══ Recorded data

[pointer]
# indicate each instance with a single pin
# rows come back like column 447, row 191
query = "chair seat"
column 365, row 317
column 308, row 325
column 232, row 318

════

## [Short exercise]
Can you update the records by replacing "pin" with "marker" and leaving every other part unchanged?

## [Answer to the task]
[pointer]
# indicate each instance with a single marker
# rows come back like column 447, row 191
query = "chair seat"
column 365, row 317
column 308, row 325
column 232, row 318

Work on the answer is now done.